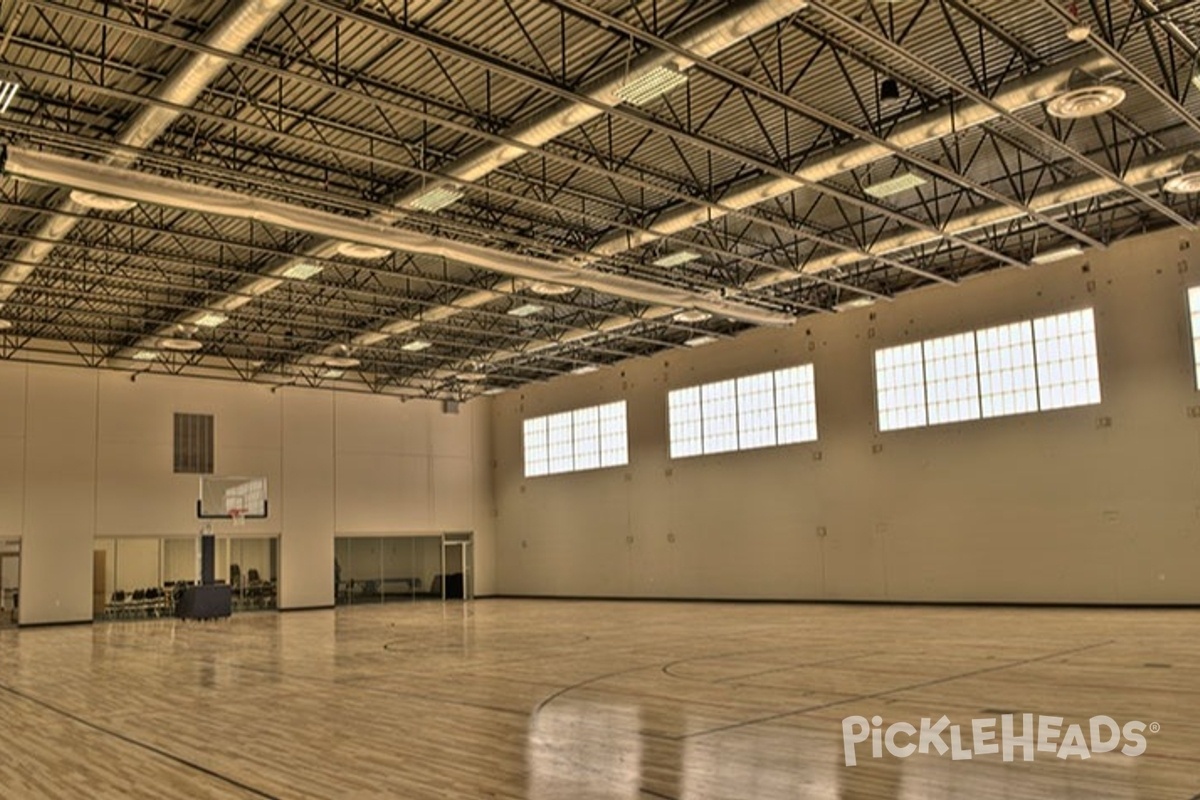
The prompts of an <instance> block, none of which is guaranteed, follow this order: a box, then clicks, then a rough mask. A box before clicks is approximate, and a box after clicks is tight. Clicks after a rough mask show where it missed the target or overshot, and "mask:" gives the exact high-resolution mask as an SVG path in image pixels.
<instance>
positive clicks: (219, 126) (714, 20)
mask: <svg viewBox="0 0 1200 800" xmlns="http://www.w3.org/2000/svg"><path fill="white" fill-rule="evenodd" d="M1198 6H1200V4H1196V2H1194V1H1192V0H1111V1H1109V0H1092V1H1090V2H1087V1H1080V2H1078V4H1076V2H1066V4H1063V2H1057V1H1052V0H1028V1H1025V2H1012V1H1010V0H940V1H934V0H898V1H893V2H872V1H870V0H811V1H804V0H734V1H725V0H721V1H718V0H636V1H631V0H407V1H406V0H374V1H334V0H232V1H229V2H217V1H211V0H192V1H187V2H185V1H182V0H150V1H139V2H121V1H115V2H114V1H109V2H98V1H95V0H12V1H11V2H6V4H4V6H2V11H0V29H2V36H0V104H4V110H2V112H0V139H2V143H4V146H5V152H4V173H2V178H0V329H2V330H0V357H4V359H11V360H18V361H35V362H49V363H80V365H88V366H94V367H106V368H114V369H125V371H131V372H146V371H149V372H152V373H172V374H188V375H197V377H208V378H223V379H232V380H244V381H257V383H262V384H266V385H272V386H277V385H302V386H320V387H329V389H334V390H341V391H361V392H377V393H391V395H400V396H420V397H442V398H467V397H472V396H475V395H480V393H488V392H497V391H504V390H508V389H512V387H517V386H521V385H523V384H527V383H530V381H538V380H544V379H547V378H551V377H554V375H558V374H564V373H571V372H581V371H589V369H594V368H595V367H598V366H602V365H607V363H613V362H616V361H619V360H623V359H626V357H631V356H638V355H647V354H652V353H656V351H661V350H664V349H667V348H674V347H684V345H689V344H690V345H697V344H701V343H704V342H709V341H713V339H719V338H722V337H727V336H733V335H737V333H738V332H740V331H744V330H748V329H750V327H755V326H786V325H791V324H794V323H796V321H797V320H799V319H802V318H803V317H805V315H809V314H829V313H839V312H840V311H842V309H846V308H847V307H854V306H862V305H865V303H871V302H887V301H890V300H893V299H895V297H896V296H898V295H900V294H902V293H905V291H907V290H911V289H913V288H917V287H923V285H929V284H935V283H942V284H954V283H956V282H960V281H962V279H965V278H967V277H968V276H972V275H977V273H980V272H985V271H989V270H994V269H1000V267H1008V269H1037V266H1038V265H1039V264H1043V263H1045V261H1049V260H1054V259H1056V258H1061V257H1068V255H1072V254H1076V253H1080V252H1084V251H1085V249H1086V248H1104V247H1106V246H1109V245H1110V243H1111V242H1114V241H1116V240H1120V239H1122V237H1126V236H1129V235H1133V234H1138V233H1144V231H1147V230H1151V229H1157V228H1163V227H1168V225H1176V227H1181V228H1184V229H1194V227H1195V222H1196V219H1198V207H1196V200H1195V197H1196V194H1195V193H1196V192H1198V191H1200V160H1198V156H1200V138H1198V134H1200V120H1198V118H1196V113H1198V109H1200V100H1198V97H1196V95H1198V94H1200V89H1198V86H1200V77H1198V76H1200V68H1198V58H1196V44H1198V42H1200V7H1198Z"/></svg>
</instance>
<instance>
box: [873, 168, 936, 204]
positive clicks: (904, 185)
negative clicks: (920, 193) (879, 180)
mask: <svg viewBox="0 0 1200 800" xmlns="http://www.w3.org/2000/svg"><path fill="white" fill-rule="evenodd" d="M928 182H929V181H926V180H925V179H924V178H922V176H920V175H913V174H912V173H900V174H899V175H896V176H895V178H889V179H888V180H886V181H880V182H878V184H871V185H870V186H868V187H866V188H864V190H863V191H864V192H866V193H868V194H870V196H871V197H874V198H875V199H877V200H882V199H883V198H887V197H893V196H896V194H900V193H901V192H907V191H908V190H913V188H917V187H918V186H924V185H925V184H928Z"/></svg>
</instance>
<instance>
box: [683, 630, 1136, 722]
mask: <svg viewBox="0 0 1200 800" xmlns="http://www.w3.org/2000/svg"><path fill="white" fill-rule="evenodd" d="M1116 642H1117V640H1116V639H1109V640H1106V642H1097V643H1096V644H1085V645H1084V646H1079V648H1072V649H1069V650H1060V651H1057V652H1050V654H1046V655H1044V656H1037V657H1034V658H1022V660H1021V661H1010V662H1008V663H1003V664H997V666H995V667H983V668H980V669H972V670H968V672H964V673H959V674H956V675H947V676H946V678H936V679H934V680H926V681H922V682H919V684H908V685H907V686H896V687H895V688H887V690H883V691H880V692H871V693H869V694H858V696H856V697H847V698H845V699H841V700H830V702H829V703H821V704H818V705H810V706H808V708H803V709H793V710H791V711H781V712H779V714H772V715H769V716H764V717H760V718H757V720H746V721H745V722H734V723H732V724H726V726H720V727H718V728H709V729H708V730H698V732H696V733H688V734H684V735H683V736H680V739H696V738H700V736H707V735H710V734H714V733H724V732H726V730H736V729H738V728H748V727H750V726H755V724H762V723H763V722H774V721H775V720H782V718H784V717H790V716H796V715H799V714H811V712H812V711H822V710H824V709H832V708H836V706H839V705H846V704H847V703H857V702H859V700H870V699H875V698H878V697H887V696H888V694H895V693H898V692H908V691H912V690H917V688H928V687H929V686H937V685H940V684H948V682H950V681H955V680H961V679H964V678H974V676H976V675H985V674H989V673H994V672H1001V670H1003V669H1012V668H1013V667H1024V666H1026V664H1032V663H1038V662H1039V661H1049V660H1050V658H1058V657H1061V656H1069V655H1074V654H1076V652H1085V651H1087V650H1096V649H1098V648H1106V646H1108V645H1110V644H1116Z"/></svg>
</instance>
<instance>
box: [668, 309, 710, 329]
mask: <svg viewBox="0 0 1200 800" xmlns="http://www.w3.org/2000/svg"><path fill="white" fill-rule="evenodd" d="M712 318H713V315H712V314H709V313H708V312H707V311H701V309H698V308H690V309H688V311H680V312H679V313H678V314H676V315H674V320H676V321H677V323H684V324H688V325H695V324H696V323H707V321H708V320H710V319H712Z"/></svg>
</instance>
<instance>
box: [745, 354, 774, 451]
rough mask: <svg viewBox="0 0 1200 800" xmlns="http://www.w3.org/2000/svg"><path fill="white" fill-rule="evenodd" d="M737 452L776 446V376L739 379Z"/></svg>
mask: <svg viewBox="0 0 1200 800" xmlns="http://www.w3.org/2000/svg"><path fill="white" fill-rule="evenodd" d="M737 386H738V449H739V450H752V449H755V447H773V446H775V443H776V438H775V375H774V373H770V372H767V373H763V374H761V375H750V377H748V378H738V380H737Z"/></svg>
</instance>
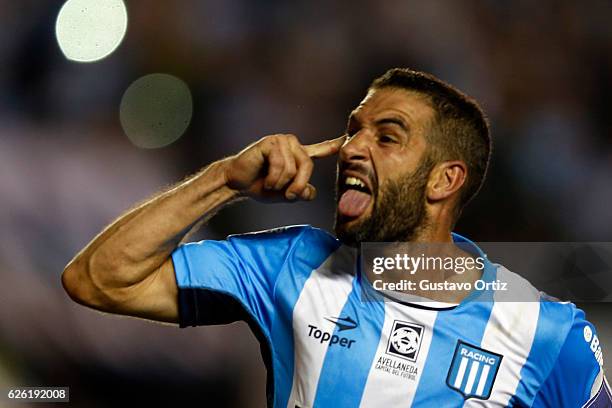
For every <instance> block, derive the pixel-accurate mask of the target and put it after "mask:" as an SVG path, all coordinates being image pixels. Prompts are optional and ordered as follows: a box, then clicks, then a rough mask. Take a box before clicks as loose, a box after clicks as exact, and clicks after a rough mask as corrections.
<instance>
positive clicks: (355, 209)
mask: <svg viewBox="0 0 612 408" xmlns="http://www.w3.org/2000/svg"><path fill="white" fill-rule="evenodd" d="M339 187H340V193H341V194H340V200H339V201H338V213H339V214H340V215H341V216H343V217H346V218H350V219H355V218H359V217H360V216H361V215H363V214H364V213H365V212H366V211H367V209H368V207H369V206H370V203H371V202H372V190H371V188H370V186H369V184H368V182H367V180H364V179H363V178H361V177H357V176H355V175H345V177H343V179H342V180H341V182H340V186H339Z"/></svg>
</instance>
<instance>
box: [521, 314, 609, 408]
mask: <svg viewBox="0 0 612 408" xmlns="http://www.w3.org/2000/svg"><path fill="white" fill-rule="evenodd" d="M572 307H573V305H572ZM532 407H538V408H539V407H542V408H543V407H559V408H562V407H572V408H573V407H592V408H603V407H612V399H611V398H610V390H609V388H608V385H607V382H606V380H605V377H604V374H603V356H602V351H601V345H600V343H599V337H598V336H597V332H596V330H595V327H594V326H593V325H592V324H591V323H589V322H588V321H586V320H585V316H584V312H583V311H582V310H580V309H577V308H575V312H574V321H573V324H572V326H571V328H570V330H569V333H568V335H567V337H566V339H565V342H564V344H563V346H562V348H561V351H560V352H559V355H558V357H557V361H556V363H555V365H554V366H553V368H552V370H551V372H550V374H549V375H548V378H547V379H546V380H545V381H544V383H543V384H542V386H541V388H540V390H539V391H538V393H537V395H536V398H535V400H534V403H533V405H532Z"/></svg>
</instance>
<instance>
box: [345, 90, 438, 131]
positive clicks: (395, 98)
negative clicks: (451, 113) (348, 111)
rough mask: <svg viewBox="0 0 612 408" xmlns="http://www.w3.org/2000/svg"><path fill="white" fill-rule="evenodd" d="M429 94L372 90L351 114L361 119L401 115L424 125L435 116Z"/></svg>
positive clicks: (415, 124) (402, 91) (367, 118)
mask: <svg viewBox="0 0 612 408" xmlns="http://www.w3.org/2000/svg"><path fill="white" fill-rule="evenodd" d="M433 113H434V111H433V109H432V107H431V105H430V104H429V100H428V98H427V96H425V95H423V94H420V93H417V92H414V91H408V90H405V89H398V88H382V89H375V90H370V91H369V92H368V94H367V95H366V96H365V98H364V99H363V100H362V101H361V103H360V104H359V106H357V107H356V108H355V109H354V110H353V112H351V116H353V117H355V118H356V119H358V120H359V121H368V120H375V119H378V118H380V117H381V116H385V115H399V116H401V117H402V118H404V119H405V120H406V121H408V122H409V123H411V124H413V125H423V124H425V123H427V122H428V121H429V120H430V119H431V118H432V117H433Z"/></svg>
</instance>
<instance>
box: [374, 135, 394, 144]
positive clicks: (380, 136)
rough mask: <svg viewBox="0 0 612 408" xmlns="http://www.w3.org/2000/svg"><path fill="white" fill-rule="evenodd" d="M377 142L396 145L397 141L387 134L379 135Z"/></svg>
mask: <svg viewBox="0 0 612 408" xmlns="http://www.w3.org/2000/svg"><path fill="white" fill-rule="evenodd" d="M378 141H379V142H380V143H397V140H396V138H395V137H394V136H391V135H388V134H381V135H380V136H379V137H378Z"/></svg>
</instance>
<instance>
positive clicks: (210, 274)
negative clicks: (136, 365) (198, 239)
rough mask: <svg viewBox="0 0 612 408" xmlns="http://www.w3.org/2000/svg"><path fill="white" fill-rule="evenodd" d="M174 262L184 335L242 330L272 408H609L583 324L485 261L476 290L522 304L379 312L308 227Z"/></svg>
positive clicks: (536, 293)
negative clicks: (253, 334)
mask: <svg viewBox="0 0 612 408" xmlns="http://www.w3.org/2000/svg"><path fill="white" fill-rule="evenodd" d="M453 239H454V240H455V242H457V243H459V242H461V243H463V245H468V246H469V248H470V249H469V250H470V252H472V253H473V255H474V256H483V257H484V254H482V252H481V250H480V249H479V248H478V247H477V246H476V245H475V244H474V243H472V242H470V241H469V240H467V239H465V238H463V237H461V236H459V235H457V234H453ZM462 248H465V246H463V247H462ZM172 259H173V263H174V268H175V273H176V280H177V284H178V287H179V317H180V326H181V327H187V326H197V325H211V324H225V323H230V322H233V321H237V320H244V321H246V322H247V323H248V324H249V325H250V327H251V329H252V330H253V332H254V333H255V335H256V336H257V338H258V340H259V341H260V343H261V349H262V355H263V358H264V362H265V364H266V368H267V369H268V386H267V394H268V404H269V406H271V407H275V408H280V407H290V408H296V407H300V408H306V407H333V408H344V407H347V408H349V407H350V408H353V407H355V408H356V407H436V408H443V407H506V406H511V407H554V408H561V407H583V406H585V407H611V406H612V402H611V401H612V399H611V397H610V390H609V386H608V385H607V382H606V380H605V377H604V375H603V369H602V365H603V359H602V355H601V346H600V344H599V339H598V337H597V333H596V331H595V328H594V327H593V325H591V324H590V323H589V322H587V321H586V320H585V316H584V313H583V312H582V311H581V310H580V309H578V308H576V306H575V305H573V304H572V303H569V302H558V301H553V300H551V299H550V298H549V297H547V296H545V295H543V294H542V293H541V292H539V291H538V290H536V289H535V288H534V287H533V286H532V285H530V284H529V283H528V282H527V281H525V280H524V279H523V278H521V277H520V276H519V275H517V274H514V273H512V272H510V271H509V270H507V269H506V268H505V267H503V266H501V265H497V264H493V263H491V262H489V261H488V260H487V261H486V263H485V268H484V271H483V276H482V279H483V280H484V281H491V282H493V281H496V280H500V281H504V282H510V283H511V285H510V286H512V287H515V288H517V287H519V288H520V290H521V292H522V299H528V300H527V301H521V302H516V301H515V302H512V301H509V299H503V298H502V296H503V294H502V293H500V292H499V291H487V290H485V291H482V292H481V293H479V294H478V296H477V297H474V296H468V298H466V299H465V300H464V301H462V302H461V303H459V304H456V305H452V304H440V303H436V302H418V303H409V302H406V301H403V300H401V299H399V298H398V299H396V300H394V301H390V300H389V299H386V298H385V301H381V300H380V299H379V298H377V297H376V296H374V295H372V296H370V295H371V294H372V292H373V289H371V286H370V284H369V282H368V281H367V278H365V275H364V274H361V273H357V272H356V271H358V267H357V265H358V250H357V249H355V248H352V247H348V246H345V245H342V244H341V242H339V241H338V240H337V239H336V238H334V237H333V236H331V235H330V234H328V233H327V232H325V231H322V230H320V229H317V228H313V227H309V226H292V227H286V228H279V229H275V230H269V231H264V232H257V233H250V234H243V235H233V236H229V237H228V238H227V239H226V240H221V241H213V240H206V241H201V242H198V243H188V244H184V245H181V246H179V247H178V248H177V249H176V250H175V251H174V252H173V254H172Z"/></svg>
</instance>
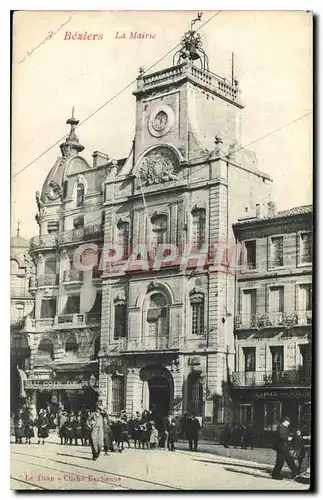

§

- _Task goal_
Print everything from the start of the lines above down through the line containing "positive clicks: (219, 126) (714, 20)", copying it unchanged. Leave the pictures out.

- _Solution to the problem_
The prompts of an <instance> block, none of which is guaranteed, follow this order: a box, then clicks, then a rough mask. A box before clicks is approximate, and a box after clicks is tight. Clicks after a rough mask show where it missed the target or overshot, and "mask:" gives the exact high-resolution mask as an SVG path in image pixels.
<instance>
positive clicks: (219, 126) (714, 20)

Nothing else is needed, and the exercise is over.